### Provided data
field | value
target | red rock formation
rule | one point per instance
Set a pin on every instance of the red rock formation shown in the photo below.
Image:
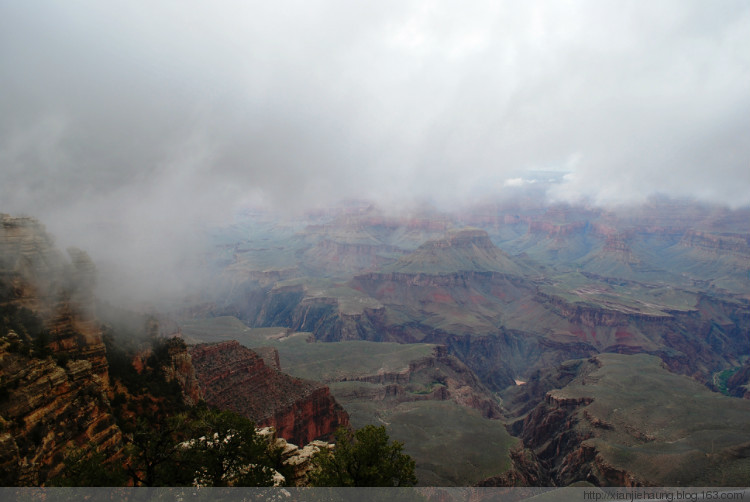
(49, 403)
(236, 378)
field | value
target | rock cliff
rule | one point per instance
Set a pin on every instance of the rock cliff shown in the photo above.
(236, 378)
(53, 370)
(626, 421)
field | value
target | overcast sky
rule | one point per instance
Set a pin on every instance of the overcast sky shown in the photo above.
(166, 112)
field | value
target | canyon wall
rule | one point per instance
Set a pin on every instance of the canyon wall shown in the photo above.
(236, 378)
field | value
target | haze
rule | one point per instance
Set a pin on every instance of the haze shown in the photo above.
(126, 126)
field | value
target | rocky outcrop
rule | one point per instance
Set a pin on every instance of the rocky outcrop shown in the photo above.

### The task
Render every line of the records above as a JSON list of strings, one string per line, omitting blank lines. Leave the pictures out.

### The answer
[
  "field | value",
  "target | red rock formation",
  "rule | one point per instance",
  "Set a pin on every instance of the red rock formation shown in the photo below.",
  "Image:",
  "(49, 403)",
  "(236, 378)",
  "field | value",
  "target | rock cliff",
  "rule | one point per instance",
  "Set a pin on every instance of the rock cliff shown in the photo above.",
  "(236, 378)",
  "(53, 370)",
  "(626, 421)",
  "field | value",
  "target | overcast sky",
  "rule | one point per instance",
  "Set a pin on every instance of the overcast sky shown in the photo above.",
  "(166, 112)",
  "field | value",
  "target | canyon wall",
  "rule | one point per instance",
  "Set a pin on every instance of the canyon wall shown in the photo above.",
  "(236, 378)",
  "field | value",
  "target | haze",
  "rule | one point per instance",
  "Set a pin on every instance of the haze shown in the photo above.",
  "(126, 126)",
  "field | value",
  "target | rocky outcrop",
  "rule | one point per instance",
  "Set a pin on every instance of the rocky outcrop shown in the photo above."
]